— START OF Data provided —

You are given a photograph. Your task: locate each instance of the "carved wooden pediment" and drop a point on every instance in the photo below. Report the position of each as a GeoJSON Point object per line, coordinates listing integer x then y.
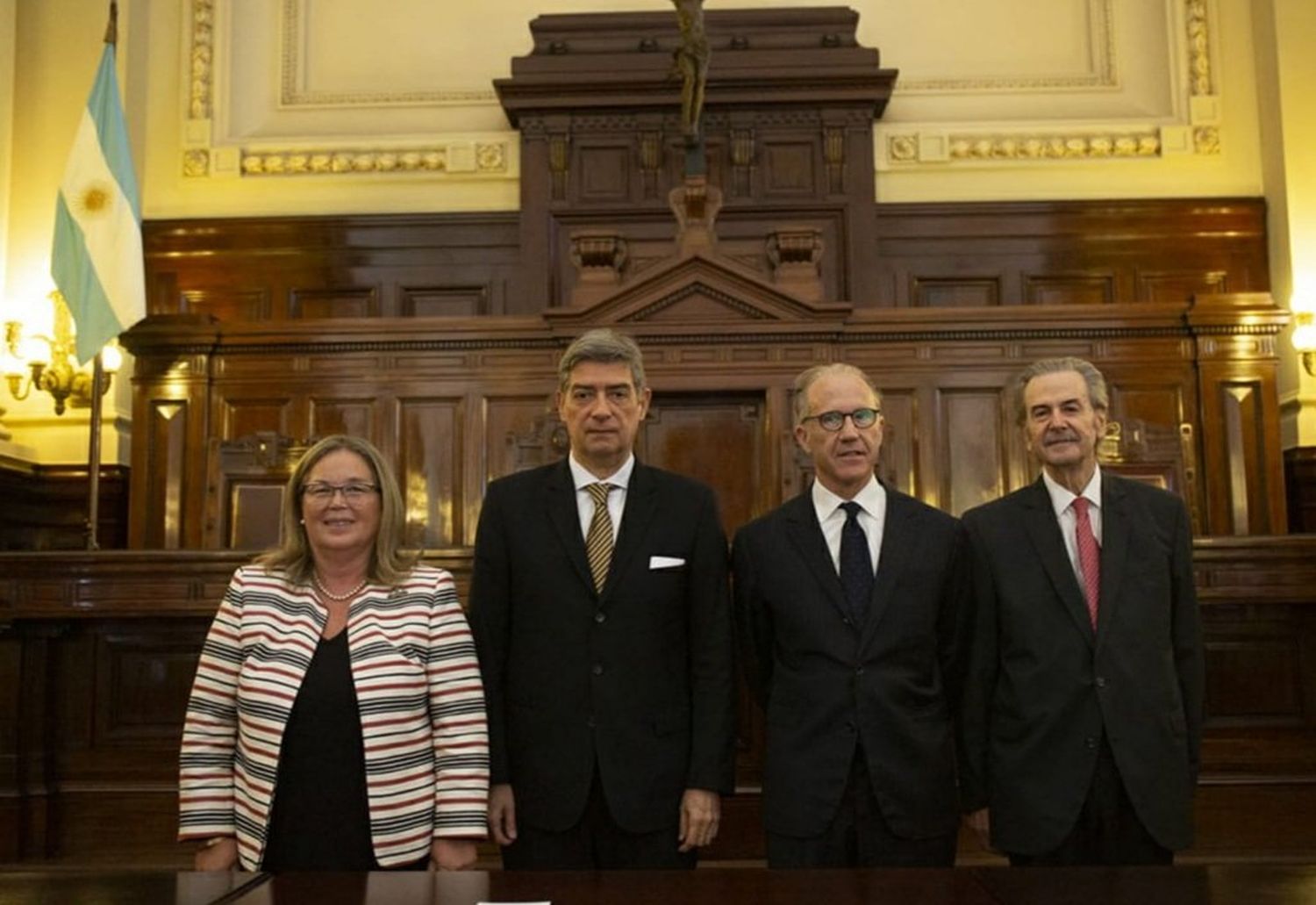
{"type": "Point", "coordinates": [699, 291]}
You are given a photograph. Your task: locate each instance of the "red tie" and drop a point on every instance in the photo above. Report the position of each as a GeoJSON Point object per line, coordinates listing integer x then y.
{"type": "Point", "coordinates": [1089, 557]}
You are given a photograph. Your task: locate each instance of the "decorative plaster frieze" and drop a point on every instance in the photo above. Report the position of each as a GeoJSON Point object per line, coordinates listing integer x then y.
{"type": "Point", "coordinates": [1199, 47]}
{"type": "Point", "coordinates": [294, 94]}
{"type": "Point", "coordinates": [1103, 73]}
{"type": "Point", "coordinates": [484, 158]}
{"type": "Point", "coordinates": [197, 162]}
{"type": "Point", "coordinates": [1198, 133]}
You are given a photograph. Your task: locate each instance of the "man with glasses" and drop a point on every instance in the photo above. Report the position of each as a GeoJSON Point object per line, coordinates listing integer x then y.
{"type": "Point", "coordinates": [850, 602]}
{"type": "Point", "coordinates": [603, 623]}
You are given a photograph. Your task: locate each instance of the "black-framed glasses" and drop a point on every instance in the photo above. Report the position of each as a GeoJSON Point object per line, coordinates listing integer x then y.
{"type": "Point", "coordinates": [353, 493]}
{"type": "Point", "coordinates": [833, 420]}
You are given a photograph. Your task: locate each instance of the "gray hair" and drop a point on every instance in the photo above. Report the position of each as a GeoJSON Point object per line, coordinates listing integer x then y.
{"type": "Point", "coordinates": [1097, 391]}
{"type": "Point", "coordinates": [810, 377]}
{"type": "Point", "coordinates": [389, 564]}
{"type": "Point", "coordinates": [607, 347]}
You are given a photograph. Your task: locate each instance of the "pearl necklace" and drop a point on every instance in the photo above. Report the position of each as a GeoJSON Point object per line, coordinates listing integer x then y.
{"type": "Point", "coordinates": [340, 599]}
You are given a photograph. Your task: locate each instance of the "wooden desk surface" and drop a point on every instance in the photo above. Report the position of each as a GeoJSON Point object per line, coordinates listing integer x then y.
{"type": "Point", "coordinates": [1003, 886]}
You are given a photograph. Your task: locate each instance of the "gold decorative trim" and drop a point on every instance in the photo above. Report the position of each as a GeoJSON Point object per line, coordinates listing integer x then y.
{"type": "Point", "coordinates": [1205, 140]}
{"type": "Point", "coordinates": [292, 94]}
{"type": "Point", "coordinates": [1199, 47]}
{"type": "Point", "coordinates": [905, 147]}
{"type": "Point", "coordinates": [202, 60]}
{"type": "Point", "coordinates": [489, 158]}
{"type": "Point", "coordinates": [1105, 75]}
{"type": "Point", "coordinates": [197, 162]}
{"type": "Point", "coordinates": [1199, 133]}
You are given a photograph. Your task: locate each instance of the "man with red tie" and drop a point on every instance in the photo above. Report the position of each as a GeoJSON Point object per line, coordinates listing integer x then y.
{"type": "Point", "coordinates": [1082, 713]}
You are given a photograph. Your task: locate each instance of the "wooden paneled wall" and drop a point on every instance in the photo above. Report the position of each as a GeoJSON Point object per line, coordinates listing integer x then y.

— END OF Data provided —

_Problem statement_
Make an exact copy of the listing above. Do not include the pictures.

_Written answer_
You are given a photograph. Your task: locate each instance of the "carved wooden pediment" and drop a point on every instance in the photo below. Report the position of each as a GeoJSON Point object per line, coordinates listing integer x then y.
{"type": "Point", "coordinates": [699, 291]}
You are given a photograph. Your task: locate each instance of the "red tie" and drop a point on every instance in the photo above. Report the position of each as a GeoJSON Point object per line, coordinates listing integer x then y.
{"type": "Point", "coordinates": [1089, 557]}
You are given a photograph. Your task: locate each instance of the "decorative plaster frieze" and drop a point on every instance in the photo above. Report the position of each as a GeoJSON Point object per line, coordinates listing integer x then y.
{"type": "Point", "coordinates": [1199, 47]}
{"type": "Point", "coordinates": [294, 94]}
{"type": "Point", "coordinates": [1103, 73]}
{"type": "Point", "coordinates": [484, 158]}
{"type": "Point", "coordinates": [197, 162]}
{"type": "Point", "coordinates": [1198, 133]}
You are given a photograph. Your task: locate each instance of the "man with glasses" and drop a point on every instance in the photo above. Report the position of each as a GeoJSON Point object per line, coordinates listing integer x then y.
{"type": "Point", "coordinates": [850, 602]}
{"type": "Point", "coordinates": [603, 623]}
You are given a photograph. Your task: locate each instance of the "black-framed glasses" and drop a point on every instance in the photo above. Report the position of each as a GeoJSON Point object per line, coordinates listing integer x then y.
{"type": "Point", "coordinates": [353, 493]}
{"type": "Point", "coordinates": [833, 420]}
You are given a photograph. Your task: locate each instance of the "gray hair" and drop a point on every instance in the photo above. Report the position of each as a GeoJSON Point object per line, coordinates listing integer x then y.
{"type": "Point", "coordinates": [1097, 391]}
{"type": "Point", "coordinates": [810, 377]}
{"type": "Point", "coordinates": [389, 564]}
{"type": "Point", "coordinates": [607, 347]}
You are given a photograph. Your task: locate each instance of the "pearl necklace" and drop a point on every instance in the photo above. Report the position of each as a GeoJSON Point object per line, coordinates listing integer x then y.
{"type": "Point", "coordinates": [340, 599]}
You are given a photograph. Your task: locate each instance of the "wooden desk surface" and drop a point on every instance in the photo above. Report the position of each as a GeoJSON Point object per line, coordinates listing integer x then y.
{"type": "Point", "coordinates": [1003, 886]}
You are given a photograph. Your task: locate each instance of the "gold decorative trim" and drop a point on every instance in the photo above. Report the position of each as a GeoJSON Point object per line, coordinates listing integer x then y.
{"type": "Point", "coordinates": [1205, 140]}
{"type": "Point", "coordinates": [292, 94]}
{"type": "Point", "coordinates": [1199, 47]}
{"type": "Point", "coordinates": [905, 147]}
{"type": "Point", "coordinates": [202, 60]}
{"type": "Point", "coordinates": [489, 158]}
{"type": "Point", "coordinates": [1105, 75]}
{"type": "Point", "coordinates": [197, 162]}
{"type": "Point", "coordinates": [1199, 133]}
You are given a photograph. Your task: locate each instance of the "man with red tie" and drop a point on every instance in the photo above. Report the position of each as a GeoJSON Point object per line, coordinates listing integer x then y.
{"type": "Point", "coordinates": [1082, 713]}
You are given a photograph. Your task: locate each instance of the "wooden paneled wall" and drop a point on every instance in the photo above. Report the position of each as a GeoJSON Point object per line, coordinates listing integer x then y.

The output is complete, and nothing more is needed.